[Records from a data source]
::::::::::

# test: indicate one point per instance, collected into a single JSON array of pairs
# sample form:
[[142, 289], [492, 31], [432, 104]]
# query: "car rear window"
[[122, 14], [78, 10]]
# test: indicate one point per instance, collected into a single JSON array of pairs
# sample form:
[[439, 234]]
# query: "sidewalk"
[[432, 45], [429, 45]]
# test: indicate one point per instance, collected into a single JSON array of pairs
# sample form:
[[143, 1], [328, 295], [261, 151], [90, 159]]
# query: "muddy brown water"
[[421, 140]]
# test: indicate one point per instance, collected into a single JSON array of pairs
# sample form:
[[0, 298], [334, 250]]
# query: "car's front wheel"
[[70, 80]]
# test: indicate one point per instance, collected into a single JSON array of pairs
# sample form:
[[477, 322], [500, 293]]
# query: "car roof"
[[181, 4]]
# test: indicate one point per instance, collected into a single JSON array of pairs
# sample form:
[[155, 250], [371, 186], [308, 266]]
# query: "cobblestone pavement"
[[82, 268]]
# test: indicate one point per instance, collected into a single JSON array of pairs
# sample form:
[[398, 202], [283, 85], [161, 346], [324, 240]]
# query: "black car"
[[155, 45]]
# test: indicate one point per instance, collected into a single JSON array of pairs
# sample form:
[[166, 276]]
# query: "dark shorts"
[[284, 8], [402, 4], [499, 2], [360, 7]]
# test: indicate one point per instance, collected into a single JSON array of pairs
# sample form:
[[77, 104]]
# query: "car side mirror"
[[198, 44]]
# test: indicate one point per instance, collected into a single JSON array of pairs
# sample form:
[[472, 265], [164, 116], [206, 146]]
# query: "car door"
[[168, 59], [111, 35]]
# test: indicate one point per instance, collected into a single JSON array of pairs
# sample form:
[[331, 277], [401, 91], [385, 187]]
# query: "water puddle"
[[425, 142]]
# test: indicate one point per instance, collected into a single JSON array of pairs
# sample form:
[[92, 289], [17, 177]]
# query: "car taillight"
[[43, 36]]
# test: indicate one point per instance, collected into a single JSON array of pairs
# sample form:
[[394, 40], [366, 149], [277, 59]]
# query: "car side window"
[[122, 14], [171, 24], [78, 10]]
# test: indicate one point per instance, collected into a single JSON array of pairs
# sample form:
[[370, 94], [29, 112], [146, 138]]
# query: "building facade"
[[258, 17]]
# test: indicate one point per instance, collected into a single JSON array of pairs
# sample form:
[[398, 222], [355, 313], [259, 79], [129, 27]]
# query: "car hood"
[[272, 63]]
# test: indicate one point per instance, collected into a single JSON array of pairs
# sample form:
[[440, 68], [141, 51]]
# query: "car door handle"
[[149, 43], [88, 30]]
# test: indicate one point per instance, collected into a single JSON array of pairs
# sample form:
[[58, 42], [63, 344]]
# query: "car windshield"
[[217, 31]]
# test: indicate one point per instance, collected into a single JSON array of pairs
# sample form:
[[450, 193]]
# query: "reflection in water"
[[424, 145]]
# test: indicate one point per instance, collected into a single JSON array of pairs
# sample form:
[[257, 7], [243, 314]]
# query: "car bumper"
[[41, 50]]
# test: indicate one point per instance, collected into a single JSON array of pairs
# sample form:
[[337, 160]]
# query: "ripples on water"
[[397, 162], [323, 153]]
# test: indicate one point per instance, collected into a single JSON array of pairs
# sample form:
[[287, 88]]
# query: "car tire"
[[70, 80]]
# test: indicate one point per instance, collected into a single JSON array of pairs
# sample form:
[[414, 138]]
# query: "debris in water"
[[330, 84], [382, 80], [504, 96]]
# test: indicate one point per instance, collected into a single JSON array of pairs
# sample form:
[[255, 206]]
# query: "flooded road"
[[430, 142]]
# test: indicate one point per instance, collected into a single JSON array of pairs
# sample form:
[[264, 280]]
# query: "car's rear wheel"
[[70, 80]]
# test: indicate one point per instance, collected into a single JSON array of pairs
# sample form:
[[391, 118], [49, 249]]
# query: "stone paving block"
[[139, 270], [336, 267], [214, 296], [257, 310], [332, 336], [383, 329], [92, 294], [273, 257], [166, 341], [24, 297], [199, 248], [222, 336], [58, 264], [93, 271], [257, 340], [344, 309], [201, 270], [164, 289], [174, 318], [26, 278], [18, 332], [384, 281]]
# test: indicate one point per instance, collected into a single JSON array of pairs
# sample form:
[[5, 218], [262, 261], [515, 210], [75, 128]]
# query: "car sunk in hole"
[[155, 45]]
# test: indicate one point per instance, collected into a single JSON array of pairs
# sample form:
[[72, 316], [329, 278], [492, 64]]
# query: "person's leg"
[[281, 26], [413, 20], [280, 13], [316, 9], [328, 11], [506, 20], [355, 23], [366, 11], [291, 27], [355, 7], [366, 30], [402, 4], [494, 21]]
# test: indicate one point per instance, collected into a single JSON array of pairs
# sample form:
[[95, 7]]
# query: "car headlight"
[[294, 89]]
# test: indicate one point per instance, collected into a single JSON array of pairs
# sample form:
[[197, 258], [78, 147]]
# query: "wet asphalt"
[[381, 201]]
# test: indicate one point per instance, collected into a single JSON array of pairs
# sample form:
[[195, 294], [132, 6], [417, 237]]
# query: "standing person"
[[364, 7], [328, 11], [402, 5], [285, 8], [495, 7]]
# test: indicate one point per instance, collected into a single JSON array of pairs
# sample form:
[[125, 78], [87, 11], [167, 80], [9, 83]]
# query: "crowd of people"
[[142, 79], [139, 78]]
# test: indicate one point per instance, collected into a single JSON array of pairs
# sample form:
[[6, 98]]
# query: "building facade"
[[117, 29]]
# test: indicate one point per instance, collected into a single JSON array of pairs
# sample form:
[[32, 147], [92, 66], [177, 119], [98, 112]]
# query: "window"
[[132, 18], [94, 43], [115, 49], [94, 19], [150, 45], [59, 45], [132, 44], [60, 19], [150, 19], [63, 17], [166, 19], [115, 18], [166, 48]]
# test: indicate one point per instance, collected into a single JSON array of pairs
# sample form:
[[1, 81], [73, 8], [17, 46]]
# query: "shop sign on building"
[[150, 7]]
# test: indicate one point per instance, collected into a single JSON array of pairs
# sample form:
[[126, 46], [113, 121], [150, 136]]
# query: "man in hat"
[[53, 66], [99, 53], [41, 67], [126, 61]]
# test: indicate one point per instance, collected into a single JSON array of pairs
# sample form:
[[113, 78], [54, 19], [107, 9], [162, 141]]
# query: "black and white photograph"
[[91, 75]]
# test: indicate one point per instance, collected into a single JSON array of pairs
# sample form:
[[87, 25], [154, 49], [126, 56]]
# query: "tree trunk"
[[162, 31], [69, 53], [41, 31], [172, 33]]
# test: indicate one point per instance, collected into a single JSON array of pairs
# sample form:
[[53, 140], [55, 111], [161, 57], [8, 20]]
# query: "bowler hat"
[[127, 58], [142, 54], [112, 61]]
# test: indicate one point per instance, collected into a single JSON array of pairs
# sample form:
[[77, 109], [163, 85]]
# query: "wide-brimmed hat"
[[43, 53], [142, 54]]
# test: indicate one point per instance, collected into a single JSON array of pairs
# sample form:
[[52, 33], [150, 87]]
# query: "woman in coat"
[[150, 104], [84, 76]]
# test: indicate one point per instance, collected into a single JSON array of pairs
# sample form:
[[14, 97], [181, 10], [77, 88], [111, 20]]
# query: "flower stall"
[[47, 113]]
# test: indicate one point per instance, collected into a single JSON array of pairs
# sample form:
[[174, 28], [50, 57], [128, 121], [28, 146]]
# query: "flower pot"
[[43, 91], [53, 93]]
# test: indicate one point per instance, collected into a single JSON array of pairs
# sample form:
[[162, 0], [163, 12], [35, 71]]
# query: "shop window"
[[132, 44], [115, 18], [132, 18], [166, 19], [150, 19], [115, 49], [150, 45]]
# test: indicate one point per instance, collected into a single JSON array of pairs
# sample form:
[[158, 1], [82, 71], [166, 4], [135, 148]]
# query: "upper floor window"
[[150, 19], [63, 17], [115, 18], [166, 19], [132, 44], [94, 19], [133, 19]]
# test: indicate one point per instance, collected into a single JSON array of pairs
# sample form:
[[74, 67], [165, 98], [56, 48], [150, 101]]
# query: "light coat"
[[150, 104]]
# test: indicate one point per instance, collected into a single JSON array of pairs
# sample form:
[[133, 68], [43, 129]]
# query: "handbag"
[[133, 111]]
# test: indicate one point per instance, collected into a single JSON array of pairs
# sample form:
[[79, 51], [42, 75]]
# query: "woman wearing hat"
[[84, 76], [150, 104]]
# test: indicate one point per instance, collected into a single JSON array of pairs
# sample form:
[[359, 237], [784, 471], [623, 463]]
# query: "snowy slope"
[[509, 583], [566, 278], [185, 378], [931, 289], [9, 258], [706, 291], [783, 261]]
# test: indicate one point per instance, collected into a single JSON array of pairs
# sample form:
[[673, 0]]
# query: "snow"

::::::::::

= Work required =
Which lines belong in the answer? Exactly those from the first line of the entries through the line holding "[[439, 234]]", inclusive, copied unchanged.

= Expected output =
# test: indicate one point per instance, collected into a single JSON array of pairs
# sample form:
[[142, 289], [492, 31], [432, 104]]
# query: "car rear window"
[[122, 14], [78, 10]]
# test: indicate one point per instance, collected into a single JSON array of pairs
# sample form:
[[439, 234]]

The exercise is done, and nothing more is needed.